◆ Exercise brief: Starting from the line containing "Could you kindly annotate the hooded", write out every remaining line exactly, the last one included.

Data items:
----

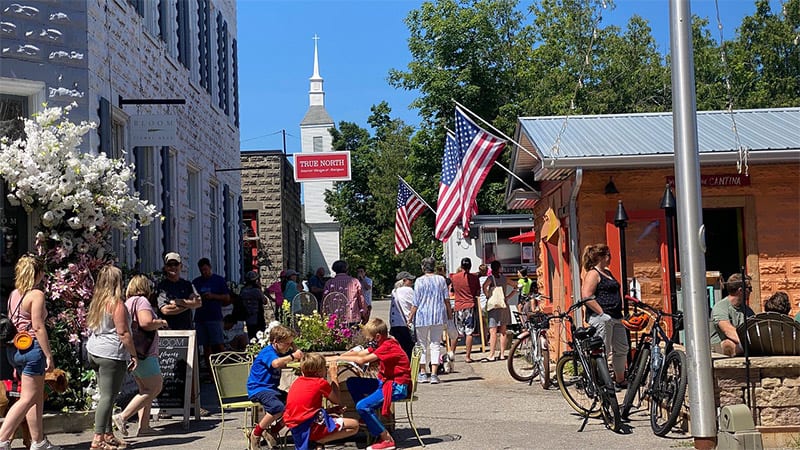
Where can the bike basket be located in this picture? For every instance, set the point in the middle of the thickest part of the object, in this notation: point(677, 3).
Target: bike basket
point(540, 321)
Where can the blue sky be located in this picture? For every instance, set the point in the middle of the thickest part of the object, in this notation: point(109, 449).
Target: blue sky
point(360, 40)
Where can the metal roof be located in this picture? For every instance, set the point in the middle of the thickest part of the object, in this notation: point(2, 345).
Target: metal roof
point(645, 139)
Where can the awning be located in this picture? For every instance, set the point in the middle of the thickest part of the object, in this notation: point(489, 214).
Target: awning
point(524, 238)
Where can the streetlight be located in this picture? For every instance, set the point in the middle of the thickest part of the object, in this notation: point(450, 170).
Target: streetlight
point(668, 205)
point(621, 222)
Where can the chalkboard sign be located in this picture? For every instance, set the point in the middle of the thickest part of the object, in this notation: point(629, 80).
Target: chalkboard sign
point(177, 356)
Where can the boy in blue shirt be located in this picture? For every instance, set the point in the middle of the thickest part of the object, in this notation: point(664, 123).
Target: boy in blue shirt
point(263, 382)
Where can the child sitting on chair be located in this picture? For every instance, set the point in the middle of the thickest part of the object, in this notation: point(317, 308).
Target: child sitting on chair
point(263, 382)
point(305, 416)
point(393, 383)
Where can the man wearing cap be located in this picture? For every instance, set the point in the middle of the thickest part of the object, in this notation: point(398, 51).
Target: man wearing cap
point(466, 289)
point(351, 288)
point(176, 296)
point(208, 319)
point(402, 301)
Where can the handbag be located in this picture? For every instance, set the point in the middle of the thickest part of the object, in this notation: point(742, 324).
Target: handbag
point(142, 339)
point(497, 299)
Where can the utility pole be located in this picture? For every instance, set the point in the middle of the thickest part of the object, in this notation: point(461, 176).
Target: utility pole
point(690, 229)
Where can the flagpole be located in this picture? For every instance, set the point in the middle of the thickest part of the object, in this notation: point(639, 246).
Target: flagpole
point(415, 193)
point(496, 130)
point(510, 172)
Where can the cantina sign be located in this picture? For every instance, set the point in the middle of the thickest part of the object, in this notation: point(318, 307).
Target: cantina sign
point(720, 180)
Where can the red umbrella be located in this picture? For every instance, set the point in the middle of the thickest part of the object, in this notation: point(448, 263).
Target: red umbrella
point(524, 238)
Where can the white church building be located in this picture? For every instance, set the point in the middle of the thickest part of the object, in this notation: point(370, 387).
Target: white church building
point(321, 231)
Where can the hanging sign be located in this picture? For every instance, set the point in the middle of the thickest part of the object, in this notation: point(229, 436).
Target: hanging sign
point(719, 180)
point(154, 130)
point(325, 166)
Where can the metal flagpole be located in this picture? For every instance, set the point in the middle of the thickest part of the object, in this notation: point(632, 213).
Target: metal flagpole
point(495, 129)
point(509, 171)
point(690, 228)
point(415, 193)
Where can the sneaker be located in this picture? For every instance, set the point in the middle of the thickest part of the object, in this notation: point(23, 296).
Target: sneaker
point(120, 424)
point(382, 445)
point(44, 445)
point(255, 441)
point(272, 441)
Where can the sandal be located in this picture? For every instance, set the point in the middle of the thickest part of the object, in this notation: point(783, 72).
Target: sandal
point(101, 445)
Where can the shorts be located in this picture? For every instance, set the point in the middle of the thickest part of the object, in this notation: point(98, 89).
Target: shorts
point(209, 333)
point(319, 430)
point(29, 362)
point(465, 321)
point(148, 367)
point(274, 402)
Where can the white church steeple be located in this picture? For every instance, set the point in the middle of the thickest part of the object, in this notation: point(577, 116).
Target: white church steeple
point(316, 96)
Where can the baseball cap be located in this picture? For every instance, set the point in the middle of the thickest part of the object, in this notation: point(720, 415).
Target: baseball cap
point(405, 276)
point(251, 275)
point(172, 256)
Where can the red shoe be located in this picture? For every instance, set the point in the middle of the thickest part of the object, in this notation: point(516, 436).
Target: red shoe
point(382, 445)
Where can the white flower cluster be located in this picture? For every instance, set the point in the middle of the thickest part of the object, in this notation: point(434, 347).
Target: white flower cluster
point(80, 196)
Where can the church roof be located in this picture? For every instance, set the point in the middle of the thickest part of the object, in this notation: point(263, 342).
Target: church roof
point(317, 115)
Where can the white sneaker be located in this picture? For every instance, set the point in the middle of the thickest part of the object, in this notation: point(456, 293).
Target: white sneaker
point(44, 445)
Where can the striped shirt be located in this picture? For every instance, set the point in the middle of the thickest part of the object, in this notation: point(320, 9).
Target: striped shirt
point(430, 293)
point(351, 288)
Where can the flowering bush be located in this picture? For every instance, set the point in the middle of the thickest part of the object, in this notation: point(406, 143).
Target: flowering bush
point(79, 199)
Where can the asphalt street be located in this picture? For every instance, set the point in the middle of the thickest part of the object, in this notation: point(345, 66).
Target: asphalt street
point(479, 406)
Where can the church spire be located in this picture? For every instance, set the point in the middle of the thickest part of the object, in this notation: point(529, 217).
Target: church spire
point(316, 96)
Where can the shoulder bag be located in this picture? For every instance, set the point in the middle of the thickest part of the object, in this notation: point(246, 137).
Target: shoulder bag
point(497, 298)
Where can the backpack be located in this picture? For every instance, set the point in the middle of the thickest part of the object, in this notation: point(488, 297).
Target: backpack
point(7, 328)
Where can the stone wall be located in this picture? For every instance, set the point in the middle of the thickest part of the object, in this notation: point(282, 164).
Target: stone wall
point(268, 187)
point(775, 387)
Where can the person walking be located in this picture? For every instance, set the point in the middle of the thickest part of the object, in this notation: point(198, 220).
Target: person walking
point(605, 311)
point(402, 301)
point(351, 288)
point(499, 318)
point(110, 347)
point(27, 311)
point(148, 371)
point(430, 309)
point(466, 289)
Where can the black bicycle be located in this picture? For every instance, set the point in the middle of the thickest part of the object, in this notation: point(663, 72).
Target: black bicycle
point(583, 376)
point(652, 375)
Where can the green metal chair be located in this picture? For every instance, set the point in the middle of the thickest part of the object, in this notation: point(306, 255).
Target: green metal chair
point(230, 371)
point(416, 355)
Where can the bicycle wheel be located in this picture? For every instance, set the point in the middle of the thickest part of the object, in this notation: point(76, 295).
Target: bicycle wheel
point(573, 384)
point(668, 393)
point(608, 395)
point(521, 364)
point(544, 370)
point(636, 380)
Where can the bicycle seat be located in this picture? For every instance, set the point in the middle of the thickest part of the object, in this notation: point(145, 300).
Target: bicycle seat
point(583, 333)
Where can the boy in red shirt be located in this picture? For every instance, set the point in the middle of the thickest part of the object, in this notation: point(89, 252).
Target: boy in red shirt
point(304, 414)
point(393, 383)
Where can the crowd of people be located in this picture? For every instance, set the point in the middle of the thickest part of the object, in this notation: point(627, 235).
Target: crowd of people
point(426, 311)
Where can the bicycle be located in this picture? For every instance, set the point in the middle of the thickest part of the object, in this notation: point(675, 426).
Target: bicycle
point(664, 373)
point(529, 357)
point(583, 376)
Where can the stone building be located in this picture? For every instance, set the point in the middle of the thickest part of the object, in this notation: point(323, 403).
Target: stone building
point(273, 238)
point(114, 57)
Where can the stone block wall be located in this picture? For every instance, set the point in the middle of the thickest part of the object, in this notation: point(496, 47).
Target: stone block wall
point(775, 387)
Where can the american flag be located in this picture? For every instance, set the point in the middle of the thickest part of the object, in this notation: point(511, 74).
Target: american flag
point(468, 156)
point(409, 207)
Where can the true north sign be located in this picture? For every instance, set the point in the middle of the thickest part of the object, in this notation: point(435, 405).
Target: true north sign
point(327, 166)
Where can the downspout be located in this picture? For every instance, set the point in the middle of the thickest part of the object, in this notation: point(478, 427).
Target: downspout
point(574, 251)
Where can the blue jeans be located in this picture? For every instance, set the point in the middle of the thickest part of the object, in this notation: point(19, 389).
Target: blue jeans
point(367, 403)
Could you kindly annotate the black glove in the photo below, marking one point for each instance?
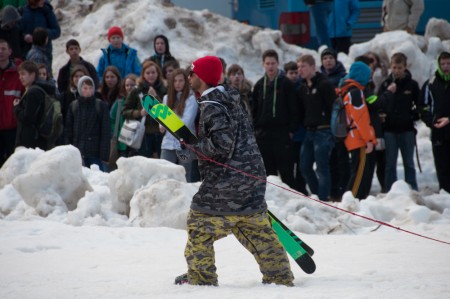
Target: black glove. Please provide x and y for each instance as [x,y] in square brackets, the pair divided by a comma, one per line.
[185,154]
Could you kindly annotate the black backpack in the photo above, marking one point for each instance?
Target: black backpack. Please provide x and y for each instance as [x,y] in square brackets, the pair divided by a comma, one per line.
[338,122]
[50,127]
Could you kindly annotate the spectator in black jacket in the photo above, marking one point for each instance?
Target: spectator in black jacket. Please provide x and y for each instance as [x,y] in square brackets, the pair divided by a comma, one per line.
[73,49]
[435,104]
[335,71]
[316,98]
[10,30]
[275,118]
[29,110]
[88,125]
[401,112]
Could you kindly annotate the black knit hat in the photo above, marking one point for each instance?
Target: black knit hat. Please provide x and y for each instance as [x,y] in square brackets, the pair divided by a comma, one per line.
[9,14]
[328,51]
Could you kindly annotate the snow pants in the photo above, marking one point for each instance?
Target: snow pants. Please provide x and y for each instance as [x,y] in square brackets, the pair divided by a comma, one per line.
[254,232]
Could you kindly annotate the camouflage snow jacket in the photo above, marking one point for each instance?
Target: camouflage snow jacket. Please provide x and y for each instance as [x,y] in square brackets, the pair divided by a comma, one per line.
[226,136]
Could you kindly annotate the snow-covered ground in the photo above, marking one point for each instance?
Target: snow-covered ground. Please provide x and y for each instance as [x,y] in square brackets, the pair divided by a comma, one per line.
[63,233]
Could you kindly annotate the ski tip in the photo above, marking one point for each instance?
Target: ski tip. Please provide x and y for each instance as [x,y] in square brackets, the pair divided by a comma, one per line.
[306,263]
[308,249]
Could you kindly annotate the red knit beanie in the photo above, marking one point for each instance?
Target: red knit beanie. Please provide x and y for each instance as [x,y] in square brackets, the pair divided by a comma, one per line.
[115,31]
[208,69]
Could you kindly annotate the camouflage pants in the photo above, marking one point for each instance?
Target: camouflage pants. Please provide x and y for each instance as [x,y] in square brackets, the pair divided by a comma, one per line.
[254,232]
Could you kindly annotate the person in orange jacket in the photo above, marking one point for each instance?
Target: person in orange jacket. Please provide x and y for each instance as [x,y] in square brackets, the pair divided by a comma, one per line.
[360,140]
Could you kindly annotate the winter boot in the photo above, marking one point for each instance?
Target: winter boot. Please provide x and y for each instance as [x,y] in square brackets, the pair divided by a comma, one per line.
[182,279]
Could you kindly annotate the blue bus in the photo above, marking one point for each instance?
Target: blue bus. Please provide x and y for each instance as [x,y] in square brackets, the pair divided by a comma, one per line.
[293,19]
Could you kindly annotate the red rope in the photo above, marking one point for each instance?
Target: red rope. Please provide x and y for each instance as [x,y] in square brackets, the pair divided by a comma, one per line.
[203,157]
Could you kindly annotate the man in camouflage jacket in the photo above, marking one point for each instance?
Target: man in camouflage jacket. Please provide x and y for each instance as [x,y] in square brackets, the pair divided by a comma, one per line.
[227,201]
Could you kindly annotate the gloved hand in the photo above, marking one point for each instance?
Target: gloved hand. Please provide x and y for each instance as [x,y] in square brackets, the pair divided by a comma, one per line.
[185,154]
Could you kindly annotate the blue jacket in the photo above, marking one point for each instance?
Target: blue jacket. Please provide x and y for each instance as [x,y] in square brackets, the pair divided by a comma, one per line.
[343,17]
[125,59]
[44,17]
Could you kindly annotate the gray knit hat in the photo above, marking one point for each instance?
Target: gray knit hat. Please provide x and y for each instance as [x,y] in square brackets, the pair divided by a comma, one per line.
[81,80]
[8,15]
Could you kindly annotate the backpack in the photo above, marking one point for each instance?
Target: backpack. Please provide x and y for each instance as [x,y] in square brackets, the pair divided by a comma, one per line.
[51,125]
[338,122]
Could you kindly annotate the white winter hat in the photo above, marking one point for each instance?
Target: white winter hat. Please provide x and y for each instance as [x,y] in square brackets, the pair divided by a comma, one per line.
[81,80]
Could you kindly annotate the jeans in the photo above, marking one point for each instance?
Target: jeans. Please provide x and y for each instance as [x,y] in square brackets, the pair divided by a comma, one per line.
[320,13]
[317,148]
[405,142]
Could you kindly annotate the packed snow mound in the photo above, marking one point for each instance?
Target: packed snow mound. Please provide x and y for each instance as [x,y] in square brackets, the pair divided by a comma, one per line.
[154,193]
[38,184]
[439,28]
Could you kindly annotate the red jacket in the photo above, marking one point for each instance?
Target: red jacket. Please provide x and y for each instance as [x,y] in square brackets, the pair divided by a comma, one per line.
[10,89]
[358,119]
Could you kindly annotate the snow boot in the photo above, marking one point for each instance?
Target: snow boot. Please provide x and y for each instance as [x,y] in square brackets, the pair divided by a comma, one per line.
[182,279]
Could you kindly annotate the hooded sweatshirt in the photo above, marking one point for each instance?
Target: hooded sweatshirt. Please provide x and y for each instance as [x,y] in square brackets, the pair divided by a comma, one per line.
[226,136]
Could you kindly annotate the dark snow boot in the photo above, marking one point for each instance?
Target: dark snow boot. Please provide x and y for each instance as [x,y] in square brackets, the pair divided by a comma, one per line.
[182,279]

----

◆ Output of the exercise:
Could you kindly annotate the hooded sweatshirt in the photo above, marking one point for each instance?
Target: hooded sweatshirt. Please provide x and y for each instance as [x,y] in square brackets, the pair divided by a comma, one per line.
[226,136]
Could you kindly annotate the dark snow boot in the photo above, marking one point for each instance?
Target: dark snow boot. Please provide x and y for each instance as [x,y] in square brackets, the pair divided by a comma, one per line.
[182,279]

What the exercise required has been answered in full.